>> BEGIN Dataset extract
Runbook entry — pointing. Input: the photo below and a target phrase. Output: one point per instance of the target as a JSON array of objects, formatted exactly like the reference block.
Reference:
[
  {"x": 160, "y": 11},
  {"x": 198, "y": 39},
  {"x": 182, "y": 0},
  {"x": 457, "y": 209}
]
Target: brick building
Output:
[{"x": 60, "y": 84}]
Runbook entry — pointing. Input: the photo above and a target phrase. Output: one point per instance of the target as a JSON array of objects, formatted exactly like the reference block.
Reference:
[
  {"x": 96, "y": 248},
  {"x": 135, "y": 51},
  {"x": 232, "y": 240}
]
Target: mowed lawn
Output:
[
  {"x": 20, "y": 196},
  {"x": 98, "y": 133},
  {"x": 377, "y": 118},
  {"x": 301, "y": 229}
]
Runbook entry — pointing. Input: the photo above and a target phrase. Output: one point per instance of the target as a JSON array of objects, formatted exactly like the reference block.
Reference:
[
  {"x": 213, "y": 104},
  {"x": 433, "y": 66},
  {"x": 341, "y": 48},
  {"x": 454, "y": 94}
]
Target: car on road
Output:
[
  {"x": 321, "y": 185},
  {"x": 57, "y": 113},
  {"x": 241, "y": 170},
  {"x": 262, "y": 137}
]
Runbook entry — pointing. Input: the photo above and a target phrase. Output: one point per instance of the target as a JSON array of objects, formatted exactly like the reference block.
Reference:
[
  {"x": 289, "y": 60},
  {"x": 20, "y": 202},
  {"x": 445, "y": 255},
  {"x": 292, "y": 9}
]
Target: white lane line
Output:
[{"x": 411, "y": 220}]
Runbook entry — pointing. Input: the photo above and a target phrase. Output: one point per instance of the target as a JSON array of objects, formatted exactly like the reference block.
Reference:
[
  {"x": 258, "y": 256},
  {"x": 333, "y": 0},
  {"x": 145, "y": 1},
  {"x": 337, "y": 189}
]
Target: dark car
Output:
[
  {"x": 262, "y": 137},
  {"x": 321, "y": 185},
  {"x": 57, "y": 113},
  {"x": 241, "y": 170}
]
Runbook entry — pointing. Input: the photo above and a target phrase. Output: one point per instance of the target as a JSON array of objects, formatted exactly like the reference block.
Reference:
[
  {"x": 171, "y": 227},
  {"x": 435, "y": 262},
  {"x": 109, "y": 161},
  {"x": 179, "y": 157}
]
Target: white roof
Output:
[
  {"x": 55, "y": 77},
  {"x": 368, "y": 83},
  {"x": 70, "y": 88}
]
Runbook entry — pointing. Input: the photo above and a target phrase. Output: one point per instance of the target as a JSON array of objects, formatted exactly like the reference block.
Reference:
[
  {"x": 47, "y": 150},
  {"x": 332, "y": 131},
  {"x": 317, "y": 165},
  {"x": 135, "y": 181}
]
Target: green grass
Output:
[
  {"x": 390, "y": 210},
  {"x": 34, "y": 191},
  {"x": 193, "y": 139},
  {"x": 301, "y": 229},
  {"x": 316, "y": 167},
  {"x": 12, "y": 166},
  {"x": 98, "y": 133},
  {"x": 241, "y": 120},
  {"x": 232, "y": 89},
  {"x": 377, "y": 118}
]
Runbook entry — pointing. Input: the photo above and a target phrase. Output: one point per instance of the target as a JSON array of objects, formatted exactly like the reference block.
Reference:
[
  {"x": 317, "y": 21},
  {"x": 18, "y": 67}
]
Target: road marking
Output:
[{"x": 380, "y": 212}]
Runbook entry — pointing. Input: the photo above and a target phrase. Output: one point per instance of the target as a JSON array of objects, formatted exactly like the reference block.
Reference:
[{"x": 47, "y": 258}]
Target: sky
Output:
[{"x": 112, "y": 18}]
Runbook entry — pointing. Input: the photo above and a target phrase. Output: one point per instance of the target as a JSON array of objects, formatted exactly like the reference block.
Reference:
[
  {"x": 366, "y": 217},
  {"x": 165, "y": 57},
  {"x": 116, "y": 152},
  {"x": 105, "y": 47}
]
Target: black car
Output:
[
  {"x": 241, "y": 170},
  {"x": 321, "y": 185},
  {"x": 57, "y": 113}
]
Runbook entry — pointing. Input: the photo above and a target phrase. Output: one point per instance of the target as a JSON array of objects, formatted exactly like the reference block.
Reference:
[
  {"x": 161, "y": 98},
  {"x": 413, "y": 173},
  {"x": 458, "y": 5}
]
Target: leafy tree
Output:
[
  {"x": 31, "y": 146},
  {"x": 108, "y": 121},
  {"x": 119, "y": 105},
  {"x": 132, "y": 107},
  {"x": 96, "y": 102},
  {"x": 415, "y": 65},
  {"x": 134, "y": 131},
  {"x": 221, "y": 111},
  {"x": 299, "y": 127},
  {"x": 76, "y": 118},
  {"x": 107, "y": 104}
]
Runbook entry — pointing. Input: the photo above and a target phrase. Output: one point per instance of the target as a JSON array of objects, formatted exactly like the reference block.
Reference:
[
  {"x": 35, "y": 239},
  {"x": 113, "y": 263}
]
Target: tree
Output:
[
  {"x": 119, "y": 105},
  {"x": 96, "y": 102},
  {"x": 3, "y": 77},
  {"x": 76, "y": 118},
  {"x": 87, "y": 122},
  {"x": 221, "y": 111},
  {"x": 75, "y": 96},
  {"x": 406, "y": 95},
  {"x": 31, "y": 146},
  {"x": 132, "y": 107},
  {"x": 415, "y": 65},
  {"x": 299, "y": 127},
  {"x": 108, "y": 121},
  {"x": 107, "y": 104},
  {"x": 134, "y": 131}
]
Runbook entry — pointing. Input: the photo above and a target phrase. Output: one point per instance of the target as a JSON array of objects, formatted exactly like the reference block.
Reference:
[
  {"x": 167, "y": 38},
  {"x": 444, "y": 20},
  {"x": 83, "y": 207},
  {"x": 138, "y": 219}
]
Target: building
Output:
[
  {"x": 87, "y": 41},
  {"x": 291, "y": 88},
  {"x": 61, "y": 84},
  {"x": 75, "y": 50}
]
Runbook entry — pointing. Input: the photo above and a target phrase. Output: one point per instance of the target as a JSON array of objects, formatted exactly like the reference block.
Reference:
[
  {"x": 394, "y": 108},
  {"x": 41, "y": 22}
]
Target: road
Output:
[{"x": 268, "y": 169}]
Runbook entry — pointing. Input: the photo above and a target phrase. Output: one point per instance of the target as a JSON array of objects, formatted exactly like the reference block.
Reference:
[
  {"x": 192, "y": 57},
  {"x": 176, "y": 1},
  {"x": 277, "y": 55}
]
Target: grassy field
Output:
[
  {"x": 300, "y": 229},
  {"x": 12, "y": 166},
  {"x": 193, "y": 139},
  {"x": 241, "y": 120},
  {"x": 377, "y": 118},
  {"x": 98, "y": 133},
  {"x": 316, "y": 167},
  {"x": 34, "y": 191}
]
>> END Dataset extract
Exercise
Copy all the records above precisely.

Solution for this problem
Runbook entry — pointing. Input: the photo below and a target phrase. Output: one point per instance of the target as a JSON array of objects, formatted exactly like the reference block.
Reference:
[
  {"x": 160, "y": 11},
  {"x": 198, "y": 39},
  {"x": 182, "y": 0},
  {"x": 457, "y": 209}
]
Target: brick building
Output:
[{"x": 60, "y": 84}]
Runbook entry — pointing. Input: the photo above and a target phrase. Output: one point per instance of the target as a JSON array of objects, formatted exactly like the reference block.
Reference:
[
  {"x": 96, "y": 248},
  {"x": 135, "y": 51},
  {"x": 232, "y": 240}
]
Target: mowed lawn
Output:
[
  {"x": 20, "y": 196},
  {"x": 98, "y": 133},
  {"x": 377, "y": 118},
  {"x": 301, "y": 229}
]
Runbook entry — pointing. Input: the photo above and a target phrase. Output: one point per instance of the target as a JSON array of objects, formatted exactly like the reference block.
Reference:
[
  {"x": 213, "y": 104},
  {"x": 433, "y": 66},
  {"x": 341, "y": 48},
  {"x": 454, "y": 94}
]
Target: car on road
Output:
[
  {"x": 321, "y": 185},
  {"x": 57, "y": 113},
  {"x": 241, "y": 170},
  {"x": 262, "y": 137}
]
Runbook entry — pointing. Input: the photo above and a target phrase. Output: one point per instance of the target as a JSON array of objects, formatted exactly like the reference block.
Reference:
[
  {"x": 289, "y": 60},
  {"x": 20, "y": 202},
  {"x": 445, "y": 255},
  {"x": 292, "y": 9}
]
Target: white lane line
Output:
[{"x": 411, "y": 220}]
Runbook entry — pointing. Input: the photo above and a target phrase. Output: one point per instance of the target as a JSON array of objects, formatted exactly like the reference block.
Reference:
[
  {"x": 258, "y": 256},
  {"x": 333, "y": 0},
  {"x": 145, "y": 1},
  {"x": 337, "y": 189}
]
Target: dark car
Output:
[
  {"x": 262, "y": 137},
  {"x": 321, "y": 185},
  {"x": 57, "y": 113},
  {"x": 241, "y": 170}
]
Runbook entry — pointing. Input: the photo above and a target phrase. Output: one point per instance of the target as a JSON array of objects, formatted exactly like the reference block.
Reference:
[
  {"x": 171, "y": 227},
  {"x": 435, "y": 262},
  {"x": 109, "y": 161},
  {"x": 179, "y": 157}
]
Target: white roof
Output:
[
  {"x": 55, "y": 77},
  {"x": 368, "y": 83},
  {"x": 70, "y": 88}
]
Runbook entry — pointing. Input: the photo above and a target phrase. Output: one point per instance of the target as a JSON array of objects, formatted exactly like the reference block.
Reference:
[
  {"x": 47, "y": 150},
  {"x": 332, "y": 131},
  {"x": 317, "y": 165},
  {"x": 135, "y": 181}
]
Target: green grass
Output:
[
  {"x": 390, "y": 210},
  {"x": 34, "y": 191},
  {"x": 193, "y": 139},
  {"x": 301, "y": 229},
  {"x": 316, "y": 167},
  {"x": 12, "y": 166},
  {"x": 98, "y": 133},
  {"x": 241, "y": 120},
  {"x": 232, "y": 89},
  {"x": 377, "y": 118}
]
Runbook entry — pointing. Input: the photo above and a target phrase. Output: one point per instance of the target as a JSON array of objects, formatted exactly like the reference block.
Reference:
[
  {"x": 317, "y": 21},
  {"x": 18, "y": 67}
]
Target: road marking
Output:
[{"x": 380, "y": 212}]
Runbook entry — pointing. Input: the photo above and a target phrase. Output: one point per instance of the target as a JSON array of objects, formatted exactly like the reference block.
Reference:
[{"x": 47, "y": 258}]
Target: sky
Output:
[{"x": 112, "y": 18}]
Runbook entry — pointing. Input: the photo above and a target phrase. Output: one point per instance of the target as a JSON array of objects, formatted exactly like the reference block.
Reference:
[
  {"x": 366, "y": 217},
  {"x": 165, "y": 57},
  {"x": 116, "y": 152},
  {"x": 105, "y": 47}
]
Target: black car
Output:
[
  {"x": 241, "y": 170},
  {"x": 321, "y": 185},
  {"x": 57, "y": 113}
]
Runbook entry — pointing. Input: the photo above and a target phrase. Output: one point per instance of the target as a JSON array of objects, formatted exactly like the reference block.
Reference:
[
  {"x": 161, "y": 98},
  {"x": 413, "y": 173},
  {"x": 458, "y": 5}
]
Target: leafy tree
Output:
[
  {"x": 31, "y": 146},
  {"x": 108, "y": 121},
  {"x": 119, "y": 105},
  {"x": 132, "y": 107},
  {"x": 96, "y": 102},
  {"x": 415, "y": 65},
  {"x": 134, "y": 131},
  {"x": 221, "y": 111},
  {"x": 299, "y": 127},
  {"x": 76, "y": 118},
  {"x": 107, "y": 104}
]
Runbook entry — pointing. Input: the photo above and a target phrase. Output: one point per instance of the target as a JSON array of objects, formatted exactly like the reference block.
Reference:
[
  {"x": 35, "y": 239},
  {"x": 113, "y": 263}
]
Target: tree
Output:
[
  {"x": 119, "y": 105},
  {"x": 96, "y": 102},
  {"x": 3, "y": 77},
  {"x": 76, "y": 118},
  {"x": 87, "y": 122},
  {"x": 221, "y": 111},
  {"x": 75, "y": 96},
  {"x": 406, "y": 95},
  {"x": 31, "y": 146},
  {"x": 132, "y": 107},
  {"x": 415, "y": 65},
  {"x": 299, "y": 127},
  {"x": 108, "y": 121},
  {"x": 107, "y": 104},
  {"x": 134, "y": 131}
]
Runbook entry — pointing. Input: the photo above and a target phrase. Output: one point per instance of the target as a JSON array of objects, formatted exactly like the reference block.
Reference:
[
  {"x": 167, "y": 38},
  {"x": 444, "y": 20},
  {"x": 83, "y": 207},
  {"x": 138, "y": 219}
]
Target: building
Output:
[
  {"x": 87, "y": 41},
  {"x": 291, "y": 88},
  {"x": 61, "y": 84},
  {"x": 75, "y": 50}
]
Runbook entry — pointing. Input: the photo above and a target phrase. Output: one point per instance of the target as a JSON array of objects, formatted exactly like the reference block.
Reference:
[
  {"x": 394, "y": 108},
  {"x": 41, "y": 22}
]
Target: road
Output:
[{"x": 268, "y": 169}]
Runbook entry — pointing. Input: the photo above and a target phrase. Output: one point per instance of the target as a JSON array of objects, formatted exactly like the reference block.
Reference:
[
  {"x": 192, "y": 57},
  {"x": 176, "y": 1},
  {"x": 277, "y": 55}
]
Target: grassy field
Output:
[
  {"x": 300, "y": 229},
  {"x": 12, "y": 166},
  {"x": 193, "y": 139},
  {"x": 241, "y": 120},
  {"x": 377, "y": 118},
  {"x": 98, "y": 133},
  {"x": 316, "y": 167},
  {"x": 34, "y": 191}
]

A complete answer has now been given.